### Exercise passage
John Adams Kiiapalaoku Kuakini (1789–1844) was  an important adviser to Kamehameha I in the early stages of the Kingdom of Hawaii. He was responsible for contributing to the infrastructure among other changes in the Kona District during this era.

Family life

He was born about 1789 with the name Kaluaikonahale.  His father was Keʻeaumoku Pāpaiahiahi, an alii (noble) from the island of Hawaii, and his mother was NāmāhānaiKaleleokalani, the widow queen and half-sister of the late king of Maui, Kamehameha Nui. Historian Samuel Kamakau later makes the contradictory claim that Kaʻiana was Kuakini's father and also claimed he was a poʻolua child  (possessing two head or father).

Keʻeaumoku became a fugitive from King Kahekili II of Maui. Escaping to Hana, the family moved back to Hawaii island and lived on Kahaluu Bay. He was the youngest of four important siblings: sisters Queen Kaahumanu, Kamehameha's favorite wife and later became the powerful Kuhina nui, Kalākua Kaheiheimālie and Namahana-o-Piia, also queens of Kamehameha, and brother George Cox Kahekili Keeaumoku, who later became the Governor of Maui. His father helped Kamehameha I come to power in the battle of Mokuōhai in 1782.

With the introduction of Christianity, Hawaiians were encouraged to take British or American names.
As an example of his royal manner, he chose the name John Adams after John Quincy Adams, the U.S. president in office at the time. He adopted the name as well as other customs of the U.S. and Europe.

As a youth he excelled at sports such as canoeing, but later acquired a taste for alcohol, fine food, and women. He seriously injured his foot, however, trying to escape after being caught with the wife of Governor Kuihelani of Oahu. He recovered, but walked with a limp for the rest of his life. Like many of Polynesian royal lineage, he had a large stature. A visitor in 1819 described him as about 6 feet 3 inches, and in his later days was said to have weighed over 400 pounds.

### What you have to do
Extend the biography of John Adams Kuakini, starting right after its last sentence. The records that come next have no connection to the text on John Adams Kuakini.

### Input data

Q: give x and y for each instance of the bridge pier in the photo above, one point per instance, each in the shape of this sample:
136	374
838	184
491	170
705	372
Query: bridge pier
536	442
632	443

### Answer to this task
He married Keouawahine and Kaniuʻopiohaʻaheo or Haʻaheo. With Keouawahine, he had one son Keoua, who died in infancy, and with Haʻaheo, he had one daughter Mele Kaʻauʻamoku o Kamānele (1814–1834). Kamānele was considered to be a potential bride for King Kamehameha III, but she died young. The king later married Kalama, the daughter of ship pilot Naihekukui.

Royal Governor

When the Kingdom's central government moved to Lahaina in 1820, his influence expanded on Hawaii island. After John Young had effectively but unofficially served in the role, Kuakini was appointed the first recorded Royal Governor of Hawaii island, serving from 1820 until his death. However, on April 1, 1831, a potential rebellion was uncovered on the island of Oahu. His sister Queen Regent Kaahumanu appointed him Royal Governor of Oahu after Kuini Liliha, the leader of the rebellion, he resided at Fort Honolulu serving as the Commander in Chief.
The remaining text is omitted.